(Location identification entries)

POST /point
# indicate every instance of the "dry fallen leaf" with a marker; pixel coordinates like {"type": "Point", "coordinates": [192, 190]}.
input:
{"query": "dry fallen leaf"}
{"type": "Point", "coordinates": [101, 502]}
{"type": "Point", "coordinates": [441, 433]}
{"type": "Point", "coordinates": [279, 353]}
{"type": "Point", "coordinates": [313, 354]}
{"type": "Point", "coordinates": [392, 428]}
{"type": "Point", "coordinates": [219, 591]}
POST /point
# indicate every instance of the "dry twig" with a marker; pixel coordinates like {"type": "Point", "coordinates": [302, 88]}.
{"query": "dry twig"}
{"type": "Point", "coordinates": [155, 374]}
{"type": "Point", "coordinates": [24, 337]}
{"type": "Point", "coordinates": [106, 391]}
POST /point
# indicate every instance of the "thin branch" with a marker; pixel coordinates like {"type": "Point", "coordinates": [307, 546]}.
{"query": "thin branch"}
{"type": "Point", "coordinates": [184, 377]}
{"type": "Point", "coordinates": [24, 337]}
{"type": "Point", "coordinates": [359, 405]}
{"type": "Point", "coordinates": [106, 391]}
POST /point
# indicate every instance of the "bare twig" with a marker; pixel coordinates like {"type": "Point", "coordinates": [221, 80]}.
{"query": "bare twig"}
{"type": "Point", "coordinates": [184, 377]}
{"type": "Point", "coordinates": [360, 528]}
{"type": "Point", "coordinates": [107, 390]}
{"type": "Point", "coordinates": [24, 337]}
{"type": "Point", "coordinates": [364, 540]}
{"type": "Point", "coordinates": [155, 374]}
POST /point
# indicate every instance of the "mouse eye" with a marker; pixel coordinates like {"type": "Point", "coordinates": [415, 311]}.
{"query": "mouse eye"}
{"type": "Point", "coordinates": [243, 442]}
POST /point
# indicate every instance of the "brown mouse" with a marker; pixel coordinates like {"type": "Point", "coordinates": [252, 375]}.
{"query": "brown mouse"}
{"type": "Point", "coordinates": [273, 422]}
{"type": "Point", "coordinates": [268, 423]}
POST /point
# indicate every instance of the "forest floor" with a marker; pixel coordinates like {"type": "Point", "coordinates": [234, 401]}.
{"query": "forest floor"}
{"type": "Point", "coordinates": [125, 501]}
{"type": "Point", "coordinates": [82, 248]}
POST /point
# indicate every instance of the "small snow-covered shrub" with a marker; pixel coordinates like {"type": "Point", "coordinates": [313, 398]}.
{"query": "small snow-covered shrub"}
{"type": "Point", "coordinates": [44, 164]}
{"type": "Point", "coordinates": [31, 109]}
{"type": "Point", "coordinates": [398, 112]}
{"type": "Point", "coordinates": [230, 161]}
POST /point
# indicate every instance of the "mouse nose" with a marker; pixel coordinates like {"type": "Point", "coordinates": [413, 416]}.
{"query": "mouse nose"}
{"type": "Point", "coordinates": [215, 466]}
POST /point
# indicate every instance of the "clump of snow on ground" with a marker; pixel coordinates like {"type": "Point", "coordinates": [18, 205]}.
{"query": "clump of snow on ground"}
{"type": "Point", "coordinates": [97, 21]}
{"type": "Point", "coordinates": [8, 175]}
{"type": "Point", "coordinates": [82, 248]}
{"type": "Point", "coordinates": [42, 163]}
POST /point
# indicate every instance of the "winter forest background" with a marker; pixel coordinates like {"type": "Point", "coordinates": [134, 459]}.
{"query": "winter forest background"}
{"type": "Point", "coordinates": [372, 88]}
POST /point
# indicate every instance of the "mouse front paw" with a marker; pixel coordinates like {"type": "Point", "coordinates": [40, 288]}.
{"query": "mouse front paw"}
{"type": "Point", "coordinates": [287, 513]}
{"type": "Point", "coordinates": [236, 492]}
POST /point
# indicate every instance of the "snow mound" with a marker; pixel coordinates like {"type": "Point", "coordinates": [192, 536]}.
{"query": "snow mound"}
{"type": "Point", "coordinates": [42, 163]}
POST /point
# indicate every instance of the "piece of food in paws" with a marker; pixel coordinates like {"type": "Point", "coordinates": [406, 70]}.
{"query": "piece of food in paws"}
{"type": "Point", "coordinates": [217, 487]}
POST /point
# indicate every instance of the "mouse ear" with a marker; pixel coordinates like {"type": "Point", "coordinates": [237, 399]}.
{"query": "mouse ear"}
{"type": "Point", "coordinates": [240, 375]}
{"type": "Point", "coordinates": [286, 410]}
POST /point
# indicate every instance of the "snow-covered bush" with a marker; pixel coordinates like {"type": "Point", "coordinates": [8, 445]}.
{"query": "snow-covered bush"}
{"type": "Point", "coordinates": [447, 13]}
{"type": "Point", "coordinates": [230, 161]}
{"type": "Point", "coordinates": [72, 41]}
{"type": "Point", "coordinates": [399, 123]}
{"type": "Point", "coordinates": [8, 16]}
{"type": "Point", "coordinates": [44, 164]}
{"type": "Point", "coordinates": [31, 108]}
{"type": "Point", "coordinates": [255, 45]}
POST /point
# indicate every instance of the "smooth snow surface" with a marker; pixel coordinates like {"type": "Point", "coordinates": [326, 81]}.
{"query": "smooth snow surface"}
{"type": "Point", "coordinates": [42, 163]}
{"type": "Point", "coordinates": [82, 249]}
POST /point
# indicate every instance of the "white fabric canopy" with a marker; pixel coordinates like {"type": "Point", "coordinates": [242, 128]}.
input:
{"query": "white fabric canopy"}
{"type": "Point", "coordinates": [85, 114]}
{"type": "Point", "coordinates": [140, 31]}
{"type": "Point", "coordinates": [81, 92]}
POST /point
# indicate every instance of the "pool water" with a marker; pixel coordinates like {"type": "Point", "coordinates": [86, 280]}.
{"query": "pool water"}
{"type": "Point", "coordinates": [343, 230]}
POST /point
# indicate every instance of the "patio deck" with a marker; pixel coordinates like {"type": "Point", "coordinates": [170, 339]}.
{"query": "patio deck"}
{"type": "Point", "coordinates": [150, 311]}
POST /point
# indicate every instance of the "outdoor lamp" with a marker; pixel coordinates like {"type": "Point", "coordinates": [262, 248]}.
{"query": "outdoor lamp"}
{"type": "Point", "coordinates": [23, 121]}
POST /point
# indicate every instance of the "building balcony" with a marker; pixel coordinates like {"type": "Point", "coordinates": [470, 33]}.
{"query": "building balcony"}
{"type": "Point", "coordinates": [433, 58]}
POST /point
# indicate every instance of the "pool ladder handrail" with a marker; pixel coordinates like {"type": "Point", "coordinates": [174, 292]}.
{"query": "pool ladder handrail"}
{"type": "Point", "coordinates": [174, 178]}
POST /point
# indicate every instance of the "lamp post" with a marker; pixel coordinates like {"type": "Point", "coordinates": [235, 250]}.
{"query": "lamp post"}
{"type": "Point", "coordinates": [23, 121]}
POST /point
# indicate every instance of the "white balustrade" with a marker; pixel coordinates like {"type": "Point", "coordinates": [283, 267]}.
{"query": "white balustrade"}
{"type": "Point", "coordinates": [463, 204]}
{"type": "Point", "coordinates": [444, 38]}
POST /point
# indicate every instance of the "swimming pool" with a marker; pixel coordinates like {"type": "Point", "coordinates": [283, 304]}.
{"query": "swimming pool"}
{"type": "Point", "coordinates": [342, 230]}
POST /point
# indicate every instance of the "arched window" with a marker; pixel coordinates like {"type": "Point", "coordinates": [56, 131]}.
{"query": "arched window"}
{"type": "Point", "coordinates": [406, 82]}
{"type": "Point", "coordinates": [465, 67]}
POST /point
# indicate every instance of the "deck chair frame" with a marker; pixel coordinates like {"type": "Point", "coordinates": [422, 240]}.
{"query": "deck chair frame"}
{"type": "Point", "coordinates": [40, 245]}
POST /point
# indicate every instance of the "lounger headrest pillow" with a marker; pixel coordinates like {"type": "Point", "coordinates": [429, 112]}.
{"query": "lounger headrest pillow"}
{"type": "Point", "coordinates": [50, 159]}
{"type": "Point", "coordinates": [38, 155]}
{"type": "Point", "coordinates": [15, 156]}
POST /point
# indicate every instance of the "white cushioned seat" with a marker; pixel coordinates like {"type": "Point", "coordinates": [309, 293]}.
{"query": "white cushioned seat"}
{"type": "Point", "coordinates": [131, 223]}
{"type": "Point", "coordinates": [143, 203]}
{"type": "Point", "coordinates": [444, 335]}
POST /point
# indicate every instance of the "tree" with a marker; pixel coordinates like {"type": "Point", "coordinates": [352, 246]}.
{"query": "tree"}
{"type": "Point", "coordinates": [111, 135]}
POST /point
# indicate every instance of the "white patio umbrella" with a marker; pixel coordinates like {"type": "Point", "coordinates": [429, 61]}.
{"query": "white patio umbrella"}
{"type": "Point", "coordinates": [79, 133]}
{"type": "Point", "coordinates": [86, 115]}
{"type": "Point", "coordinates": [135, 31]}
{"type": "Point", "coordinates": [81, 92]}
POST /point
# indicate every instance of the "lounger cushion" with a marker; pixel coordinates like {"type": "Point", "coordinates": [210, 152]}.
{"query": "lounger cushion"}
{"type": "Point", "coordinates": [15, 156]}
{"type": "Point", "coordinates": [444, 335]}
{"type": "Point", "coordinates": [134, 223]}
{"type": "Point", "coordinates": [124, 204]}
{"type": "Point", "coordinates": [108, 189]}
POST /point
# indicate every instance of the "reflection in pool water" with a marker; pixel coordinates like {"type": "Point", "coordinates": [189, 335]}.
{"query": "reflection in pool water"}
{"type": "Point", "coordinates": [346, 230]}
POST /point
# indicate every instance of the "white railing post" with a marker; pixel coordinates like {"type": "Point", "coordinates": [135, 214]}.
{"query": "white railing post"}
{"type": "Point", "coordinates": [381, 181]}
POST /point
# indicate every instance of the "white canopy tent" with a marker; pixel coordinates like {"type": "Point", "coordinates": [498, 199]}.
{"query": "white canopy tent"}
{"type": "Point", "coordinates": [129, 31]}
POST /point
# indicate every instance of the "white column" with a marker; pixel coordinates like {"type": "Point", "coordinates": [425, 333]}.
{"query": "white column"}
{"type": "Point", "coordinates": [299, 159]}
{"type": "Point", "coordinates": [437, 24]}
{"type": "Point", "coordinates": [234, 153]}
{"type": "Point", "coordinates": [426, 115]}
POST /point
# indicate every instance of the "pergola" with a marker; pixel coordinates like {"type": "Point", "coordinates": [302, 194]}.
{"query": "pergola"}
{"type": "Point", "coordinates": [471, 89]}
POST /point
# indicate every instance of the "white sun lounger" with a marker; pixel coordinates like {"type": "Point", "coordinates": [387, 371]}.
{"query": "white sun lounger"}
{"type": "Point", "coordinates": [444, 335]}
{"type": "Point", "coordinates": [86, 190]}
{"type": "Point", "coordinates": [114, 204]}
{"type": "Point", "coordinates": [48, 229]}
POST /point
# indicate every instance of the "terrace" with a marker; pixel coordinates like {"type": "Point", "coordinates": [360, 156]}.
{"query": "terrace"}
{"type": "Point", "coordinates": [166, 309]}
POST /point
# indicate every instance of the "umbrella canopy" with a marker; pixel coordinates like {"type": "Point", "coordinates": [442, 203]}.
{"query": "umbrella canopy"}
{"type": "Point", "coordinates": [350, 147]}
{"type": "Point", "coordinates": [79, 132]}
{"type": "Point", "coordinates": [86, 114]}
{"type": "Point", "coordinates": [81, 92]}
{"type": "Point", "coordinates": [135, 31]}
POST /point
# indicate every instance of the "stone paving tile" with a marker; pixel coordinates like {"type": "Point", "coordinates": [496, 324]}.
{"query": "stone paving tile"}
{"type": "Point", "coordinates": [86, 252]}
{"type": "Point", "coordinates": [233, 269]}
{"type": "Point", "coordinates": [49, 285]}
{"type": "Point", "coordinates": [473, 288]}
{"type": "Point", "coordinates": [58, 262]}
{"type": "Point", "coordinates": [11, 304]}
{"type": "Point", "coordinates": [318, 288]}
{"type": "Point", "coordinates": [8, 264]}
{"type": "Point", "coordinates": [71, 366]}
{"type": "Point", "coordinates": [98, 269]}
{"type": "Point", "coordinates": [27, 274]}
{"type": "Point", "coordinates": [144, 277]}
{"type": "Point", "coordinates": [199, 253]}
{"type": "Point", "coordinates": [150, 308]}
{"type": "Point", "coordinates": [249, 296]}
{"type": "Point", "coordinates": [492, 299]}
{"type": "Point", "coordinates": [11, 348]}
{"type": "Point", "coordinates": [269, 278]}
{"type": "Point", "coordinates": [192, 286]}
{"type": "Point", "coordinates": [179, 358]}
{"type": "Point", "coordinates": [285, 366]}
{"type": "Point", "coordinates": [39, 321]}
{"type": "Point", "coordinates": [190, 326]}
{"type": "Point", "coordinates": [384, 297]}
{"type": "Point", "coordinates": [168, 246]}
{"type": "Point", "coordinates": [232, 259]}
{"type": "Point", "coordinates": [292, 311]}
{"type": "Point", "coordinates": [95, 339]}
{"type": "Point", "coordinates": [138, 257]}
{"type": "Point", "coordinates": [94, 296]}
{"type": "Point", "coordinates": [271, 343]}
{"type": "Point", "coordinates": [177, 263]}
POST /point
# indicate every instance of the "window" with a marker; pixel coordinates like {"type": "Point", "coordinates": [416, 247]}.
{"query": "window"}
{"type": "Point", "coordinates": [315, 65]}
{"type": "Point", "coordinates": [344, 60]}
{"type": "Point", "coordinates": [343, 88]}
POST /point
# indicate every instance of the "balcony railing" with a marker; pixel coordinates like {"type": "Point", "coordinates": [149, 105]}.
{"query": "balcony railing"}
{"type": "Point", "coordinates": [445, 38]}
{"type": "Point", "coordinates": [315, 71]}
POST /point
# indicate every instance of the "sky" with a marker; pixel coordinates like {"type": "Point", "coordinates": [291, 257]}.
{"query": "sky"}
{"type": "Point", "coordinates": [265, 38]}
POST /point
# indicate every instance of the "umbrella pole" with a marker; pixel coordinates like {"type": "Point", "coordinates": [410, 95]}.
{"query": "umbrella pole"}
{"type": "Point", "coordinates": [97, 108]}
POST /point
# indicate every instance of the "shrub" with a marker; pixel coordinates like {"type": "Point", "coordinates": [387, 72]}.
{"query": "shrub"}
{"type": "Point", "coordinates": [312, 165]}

PROBLEM REQUIREMENTS:
Pick out each line of the rows above that contains the string "surface". Copy those lines out in full.

EXERCISE RESULT:
# indicate every instance of the "smooth snow surface" with a marker; pixel coordinates like {"type": "Point", "coordinates": [326, 81]}.
{"query": "smooth snow surface"}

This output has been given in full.